■ Exercise aim
Write out the lines word for word, from the first line of the records up to and including the line with "[[152, 135]]". Leave the pictures out of your answer.

■ Exercise materials
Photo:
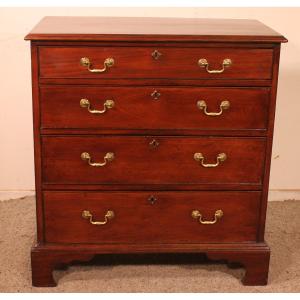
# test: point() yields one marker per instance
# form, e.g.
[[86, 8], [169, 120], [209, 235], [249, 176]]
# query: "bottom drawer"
[[142, 217]]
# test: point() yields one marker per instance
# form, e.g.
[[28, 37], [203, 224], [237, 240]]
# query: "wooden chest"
[[152, 136]]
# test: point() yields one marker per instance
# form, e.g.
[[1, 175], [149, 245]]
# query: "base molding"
[[254, 257]]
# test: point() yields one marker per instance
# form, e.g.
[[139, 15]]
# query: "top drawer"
[[148, 62]]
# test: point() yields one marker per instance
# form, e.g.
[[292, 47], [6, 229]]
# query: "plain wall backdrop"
[[16, 142]]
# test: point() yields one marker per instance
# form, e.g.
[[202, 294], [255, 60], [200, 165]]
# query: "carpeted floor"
[[17, 232]]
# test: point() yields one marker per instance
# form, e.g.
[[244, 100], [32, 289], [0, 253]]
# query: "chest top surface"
[[152, 29]]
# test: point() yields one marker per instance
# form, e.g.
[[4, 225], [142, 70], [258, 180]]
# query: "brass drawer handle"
[[199, 157], [86, 214], [203, 106], [109, 156], [197, 215], [108, 63], [108, 104], [202, 62]]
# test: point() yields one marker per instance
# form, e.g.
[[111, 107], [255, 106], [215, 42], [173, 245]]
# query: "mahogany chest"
[[152, 135]]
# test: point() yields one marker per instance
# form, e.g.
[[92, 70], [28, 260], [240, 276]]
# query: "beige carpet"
[[17, 231]]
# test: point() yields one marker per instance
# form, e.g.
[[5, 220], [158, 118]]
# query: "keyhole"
[[152, 199], [156, 54], [155, 95], [154, 143]]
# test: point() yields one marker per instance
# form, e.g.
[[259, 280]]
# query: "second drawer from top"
[[170, 108]]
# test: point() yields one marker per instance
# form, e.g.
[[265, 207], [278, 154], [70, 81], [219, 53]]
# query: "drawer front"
[[152, 160], [137, 62], [154, 108], [140, 217]]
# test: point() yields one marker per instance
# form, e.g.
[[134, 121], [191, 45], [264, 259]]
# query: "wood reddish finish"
[[168, 210], [138, 162], [152, 29], [135, 108], [137, 62], [66, 185]]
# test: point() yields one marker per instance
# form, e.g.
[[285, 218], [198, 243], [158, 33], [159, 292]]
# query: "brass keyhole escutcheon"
[[154, 143], [156, 54], [152, 199], [155, 95]]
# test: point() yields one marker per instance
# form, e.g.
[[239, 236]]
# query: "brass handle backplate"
[[201, 104], [202, 62], [108, 63], [108, 104], [109, 156], [200, 158], [197, 215], [86, 214]]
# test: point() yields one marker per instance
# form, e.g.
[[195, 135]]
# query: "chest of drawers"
[[152, 136]]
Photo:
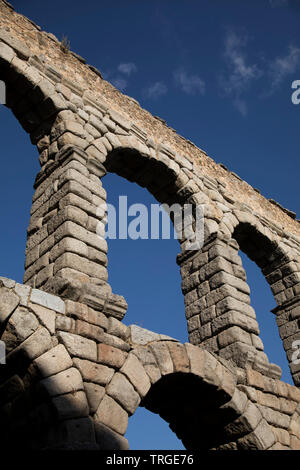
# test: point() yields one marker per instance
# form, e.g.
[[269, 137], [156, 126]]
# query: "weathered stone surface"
[[78, 346], [108, 439], [142, 336], [66, 255], [94, 393], [80, 434], [92, 372], [110, 356], [54, 361], [23, 323], [163, 357], [179, 356], [123, 392], [45, 315], [71, 405], [135, 372], [112, 415], [23, 292], [34, 346], [8, 303], [66, 381], [47, 300]]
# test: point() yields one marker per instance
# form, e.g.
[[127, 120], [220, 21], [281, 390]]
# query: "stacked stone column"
[[65, 251], [217, 300], [284, 279]]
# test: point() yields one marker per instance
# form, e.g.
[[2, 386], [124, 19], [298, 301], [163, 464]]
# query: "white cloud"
[[240, 73], [241, 106], [155, 90], [127, 68], [278, 3], [190, 84], [284, 66], [119, 83]]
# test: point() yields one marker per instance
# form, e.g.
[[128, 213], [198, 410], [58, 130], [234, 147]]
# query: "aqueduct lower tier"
[[74, 371]]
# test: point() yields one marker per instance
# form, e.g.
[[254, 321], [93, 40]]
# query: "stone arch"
[[207, 411], [280, 266], [31, 95]]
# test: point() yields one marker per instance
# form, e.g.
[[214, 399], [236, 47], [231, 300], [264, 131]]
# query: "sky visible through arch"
[[221, 74]]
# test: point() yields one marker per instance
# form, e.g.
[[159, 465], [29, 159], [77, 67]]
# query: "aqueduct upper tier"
[[76, 368]]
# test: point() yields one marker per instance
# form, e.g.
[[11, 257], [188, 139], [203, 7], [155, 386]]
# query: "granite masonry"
[[74, 373]]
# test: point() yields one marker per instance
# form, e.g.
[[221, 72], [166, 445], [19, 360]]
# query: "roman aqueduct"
[[74, 372]]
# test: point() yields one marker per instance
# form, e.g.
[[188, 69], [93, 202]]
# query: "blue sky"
[[220, 73]]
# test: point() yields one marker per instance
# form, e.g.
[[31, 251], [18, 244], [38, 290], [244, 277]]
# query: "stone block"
[[34, 346], [8, 303], [111, 414], [115, 342], [110, 356], [232, 335], [135, 372], [49, 301], [179, 356], [45, 315], [196, 358], [23, 293], [233, 304], [142, 336], [89, 331], [71, 405], [123, 392], [79, 434], [64, 323], [92, 372], [66, 381], [163, 357], [74, 261], [108, 439], [23, 323], [117, 328], [54, 361], [94, 393], [78, 346], [97, 318]]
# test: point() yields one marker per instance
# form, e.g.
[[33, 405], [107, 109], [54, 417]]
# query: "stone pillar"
[[288, 321], [217, 300], [64, 253]]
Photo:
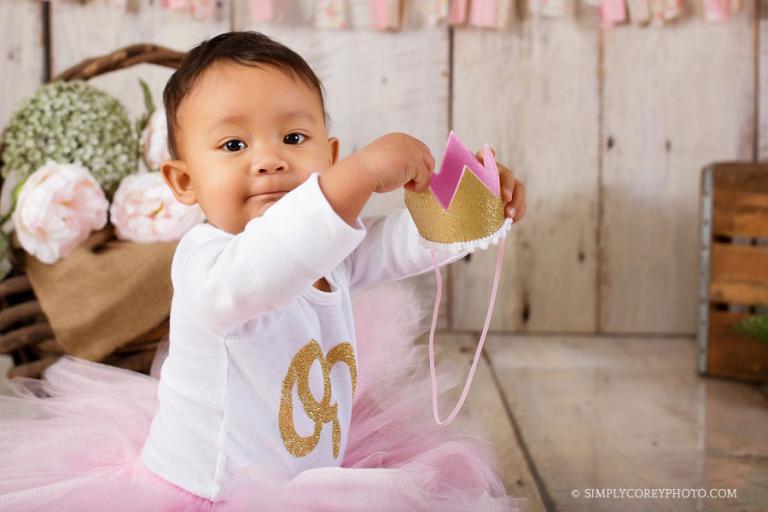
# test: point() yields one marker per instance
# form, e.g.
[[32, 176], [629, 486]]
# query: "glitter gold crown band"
[[462, 210], [463, 207]]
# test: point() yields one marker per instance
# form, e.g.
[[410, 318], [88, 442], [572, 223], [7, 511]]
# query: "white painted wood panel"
[[531, 92], [676, 99], [21, 54]]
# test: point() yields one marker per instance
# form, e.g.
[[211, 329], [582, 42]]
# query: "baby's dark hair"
[[249, 48]]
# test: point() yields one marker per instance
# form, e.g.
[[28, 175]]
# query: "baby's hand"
[[512, 190], [398, 160]]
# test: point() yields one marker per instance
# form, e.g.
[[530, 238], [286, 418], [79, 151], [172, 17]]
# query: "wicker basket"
[[25, 333]]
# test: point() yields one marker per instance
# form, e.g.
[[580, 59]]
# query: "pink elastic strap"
[[499, 258]]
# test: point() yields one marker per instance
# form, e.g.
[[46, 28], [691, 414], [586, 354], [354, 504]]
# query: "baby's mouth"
[[270, 195]]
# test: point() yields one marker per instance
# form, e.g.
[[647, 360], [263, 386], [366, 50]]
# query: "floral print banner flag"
[[331, 14]]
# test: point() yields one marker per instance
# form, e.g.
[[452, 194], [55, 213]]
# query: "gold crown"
[[462, 206]]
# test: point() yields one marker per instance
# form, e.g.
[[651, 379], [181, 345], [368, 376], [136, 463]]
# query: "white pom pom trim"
[[470, 245]]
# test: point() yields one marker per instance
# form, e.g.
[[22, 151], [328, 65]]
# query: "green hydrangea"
[[72, 122]]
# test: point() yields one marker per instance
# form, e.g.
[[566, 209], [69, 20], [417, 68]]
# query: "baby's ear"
[[176, 176], [334, 142]]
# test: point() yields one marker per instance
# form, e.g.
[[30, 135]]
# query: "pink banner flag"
[[639, 11], [457, 12], [262, 10], [717, 10], [384, 14], [331, 14], [665, 10], [176, 4], [203, 9]]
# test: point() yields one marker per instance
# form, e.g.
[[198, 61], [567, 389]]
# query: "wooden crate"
[[733, 278]]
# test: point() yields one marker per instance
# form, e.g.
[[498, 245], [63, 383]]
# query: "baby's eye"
[[292, 137], [231, 145]]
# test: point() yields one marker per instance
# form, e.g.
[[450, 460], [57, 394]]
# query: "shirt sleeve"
[[391, 251], [228, 279]]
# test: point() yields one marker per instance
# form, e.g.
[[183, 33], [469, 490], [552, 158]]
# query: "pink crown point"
[[456, 160]]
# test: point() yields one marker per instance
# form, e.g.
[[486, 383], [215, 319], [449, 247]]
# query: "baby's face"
[[247, 136]]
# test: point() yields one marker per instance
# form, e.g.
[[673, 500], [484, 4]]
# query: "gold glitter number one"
[[319, 412]]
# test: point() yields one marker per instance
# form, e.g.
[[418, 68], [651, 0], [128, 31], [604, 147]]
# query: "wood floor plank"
[[484, 414], [632, 413]]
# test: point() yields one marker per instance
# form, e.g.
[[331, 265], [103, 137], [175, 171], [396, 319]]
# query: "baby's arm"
[[391, 251], [227, 279]]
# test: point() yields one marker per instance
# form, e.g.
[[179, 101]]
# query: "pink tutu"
[[71, 441]]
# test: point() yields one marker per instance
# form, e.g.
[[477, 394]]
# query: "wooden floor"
[[598, 413], [583, 414]]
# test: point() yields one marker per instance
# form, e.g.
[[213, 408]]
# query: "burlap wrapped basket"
[[109, 300]]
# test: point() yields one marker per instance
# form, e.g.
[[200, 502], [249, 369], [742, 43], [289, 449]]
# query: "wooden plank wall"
[[608, 129]]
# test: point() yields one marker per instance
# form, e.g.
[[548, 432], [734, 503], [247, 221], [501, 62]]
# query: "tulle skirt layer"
[[71, 441]]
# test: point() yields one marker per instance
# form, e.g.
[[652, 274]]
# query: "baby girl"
[[262, 290], [255, 398]]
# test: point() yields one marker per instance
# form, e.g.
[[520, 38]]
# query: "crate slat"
[[741, 200]]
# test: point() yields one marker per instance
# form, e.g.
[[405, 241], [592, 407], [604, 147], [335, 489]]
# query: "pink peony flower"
[[57, 208], [154, 141], [145, 210]]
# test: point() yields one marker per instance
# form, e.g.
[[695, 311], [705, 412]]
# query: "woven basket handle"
[[121, 59]]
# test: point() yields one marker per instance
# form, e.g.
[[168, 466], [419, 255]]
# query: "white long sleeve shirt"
[[261, 364]]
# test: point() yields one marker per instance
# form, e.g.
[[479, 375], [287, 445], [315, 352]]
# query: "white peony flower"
[[154, 140], [145, 210], [57, 208]]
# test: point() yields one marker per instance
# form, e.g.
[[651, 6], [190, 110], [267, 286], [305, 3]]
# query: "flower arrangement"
[[71, 156], [72, 122]]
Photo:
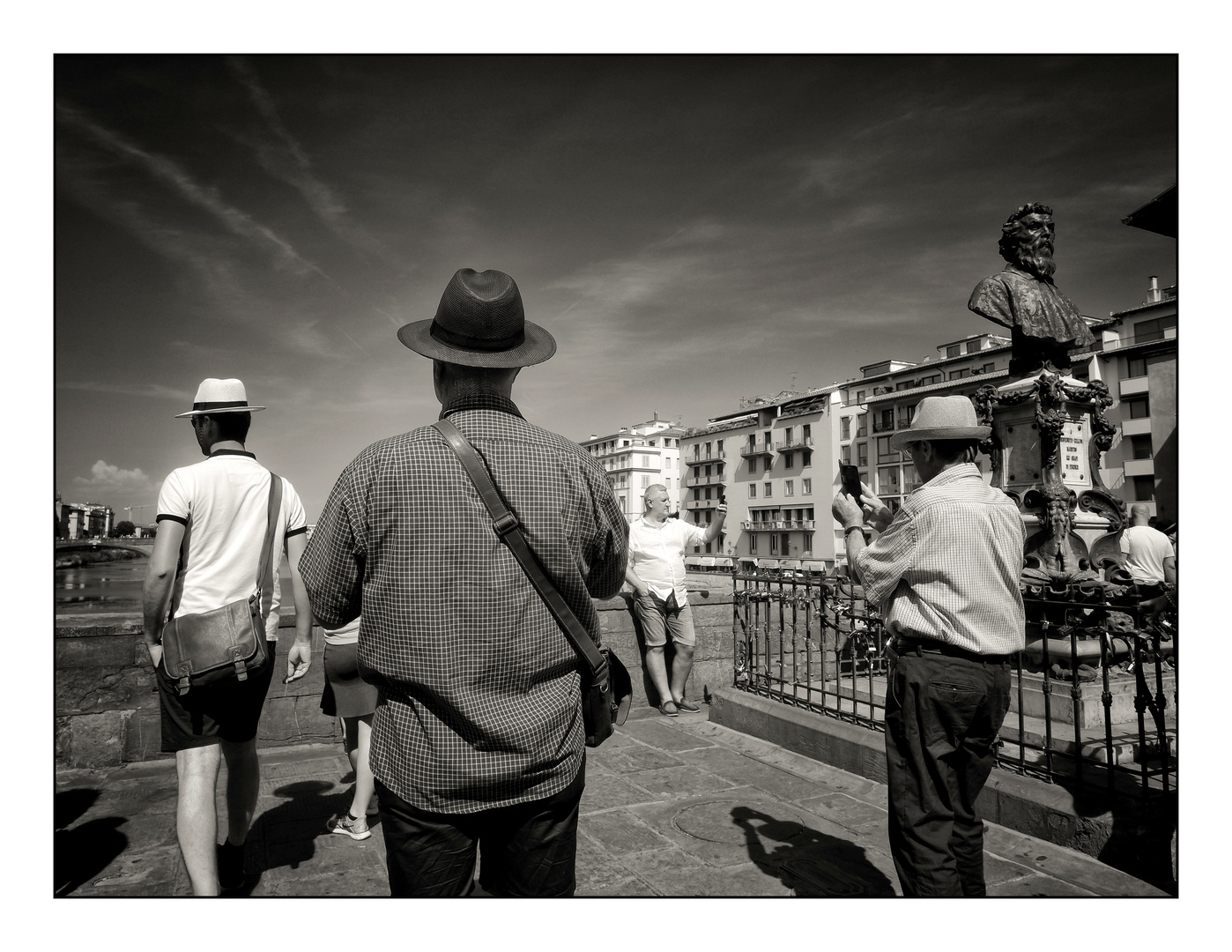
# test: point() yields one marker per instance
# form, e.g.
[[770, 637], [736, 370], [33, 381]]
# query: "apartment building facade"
[[83, 520], [1135, 355], [637, 457], [771, 462]]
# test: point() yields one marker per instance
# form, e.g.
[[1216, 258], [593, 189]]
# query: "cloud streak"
[[170, 175], [291, 165], [111, 478]]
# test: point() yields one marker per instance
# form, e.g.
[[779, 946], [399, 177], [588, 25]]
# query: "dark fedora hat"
[[479, 323]]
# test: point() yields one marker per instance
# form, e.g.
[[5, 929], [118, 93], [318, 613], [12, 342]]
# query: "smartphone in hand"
[[850, 477]]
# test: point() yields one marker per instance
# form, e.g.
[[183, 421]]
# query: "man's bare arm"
[[300, 657]]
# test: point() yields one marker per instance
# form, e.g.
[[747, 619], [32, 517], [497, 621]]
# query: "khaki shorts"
[[658, 622]]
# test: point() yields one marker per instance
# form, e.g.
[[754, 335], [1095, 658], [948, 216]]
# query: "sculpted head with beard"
[[1045, 324], [1027, 239]]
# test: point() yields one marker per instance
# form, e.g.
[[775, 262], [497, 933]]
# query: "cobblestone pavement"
[[674, 807]]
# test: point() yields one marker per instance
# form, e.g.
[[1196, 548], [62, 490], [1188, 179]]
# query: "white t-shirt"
[[1145, 551], [223, 502], [657, 554], [347, 635]]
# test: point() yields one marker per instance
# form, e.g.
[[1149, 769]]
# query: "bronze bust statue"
[[1043, 323]]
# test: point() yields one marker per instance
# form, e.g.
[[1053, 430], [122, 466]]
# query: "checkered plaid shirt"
[[947, 567], [479, 688]]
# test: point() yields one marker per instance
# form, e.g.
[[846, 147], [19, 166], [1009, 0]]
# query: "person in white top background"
[[1150, 557], [657, 573], [219, 511]]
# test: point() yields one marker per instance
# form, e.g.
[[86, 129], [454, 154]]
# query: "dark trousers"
[[943, 716], [529, 849]]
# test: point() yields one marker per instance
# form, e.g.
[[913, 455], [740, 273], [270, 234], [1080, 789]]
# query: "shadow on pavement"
[[286, 834], [808, 862], [84, 852]]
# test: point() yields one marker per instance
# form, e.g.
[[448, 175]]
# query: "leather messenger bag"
[[229, 642], [606, 688]]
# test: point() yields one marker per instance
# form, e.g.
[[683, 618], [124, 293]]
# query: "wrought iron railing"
[[1090, 658]]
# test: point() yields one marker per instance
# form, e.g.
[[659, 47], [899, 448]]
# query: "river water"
[[115, 588]]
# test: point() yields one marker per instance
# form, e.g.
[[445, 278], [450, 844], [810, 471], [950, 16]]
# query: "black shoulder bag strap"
[[265, 567], [510, 532]]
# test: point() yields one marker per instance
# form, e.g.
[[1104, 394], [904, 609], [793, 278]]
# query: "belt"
[[925, 645]]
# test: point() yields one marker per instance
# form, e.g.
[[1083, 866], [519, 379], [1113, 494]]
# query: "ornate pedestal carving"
[[1049, 433]]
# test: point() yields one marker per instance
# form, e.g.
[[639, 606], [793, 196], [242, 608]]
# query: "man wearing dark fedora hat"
[[477, 743], [213, 518], [945, 574]]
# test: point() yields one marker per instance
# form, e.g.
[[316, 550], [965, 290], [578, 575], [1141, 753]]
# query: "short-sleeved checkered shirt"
[[479, 688], [947, 565]]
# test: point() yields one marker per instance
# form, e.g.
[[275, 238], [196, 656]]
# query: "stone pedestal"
[[1049, 433]]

■ Response to this exercise
Photo:
# test: point() yields one marker per instance
# form, e.g.
[[86, 8], [169, 120], [209, 235], [249, 176]]
# query: "bottom drawer"
[[142, 217]]
# test: point() yields one marker per instance
# form, e.g.
[[28, 37], [203, 224], [237, 240]]
# query: "wooden chest"
[[152, 136]]
# test: point() yields one marker per instance
# form, e.g.
[[1, 175], [149, 245]]
# query: "base molding"
[[254, 257]]
# test: point() yields one marker per instance
# form, e.g.
[[139, 15]]
# query: "top drawer"
[[148, 62]]
# test: point() yields one marker per instance
# form, e.g.
[[292, 47], [6, 229]]
# query: "plain wall backdrop"
[[16, 142]]
# test: point() yields one marker per instance
# form, e.g.
[[202, 294], [255, 60], [200, 165]]
# query: "carpeted floor"
[[17, 232]]
# test: point() yields one marker per instance
# form, e.g.
[[244, 100], [32, 289], [0, 253]]
# query: "chest top surface"
[[152, 29]]
# test: point() yields one marker per instance
# form, e.g.
[[4, 225], [142, 70], [258, 180]]
# query: "brass drawer handle"
[[199, 157], [86, 214], [203, 106], [109, 156], [197, 215], [108, 63], [108, 104], [202, 62]]
# test: point() yields one marker per instance
# form, e.g.
[[111, 107], [255, 106], [215, 42], [173, 245]]
# query: "mahogany chest"
[[152, 135]]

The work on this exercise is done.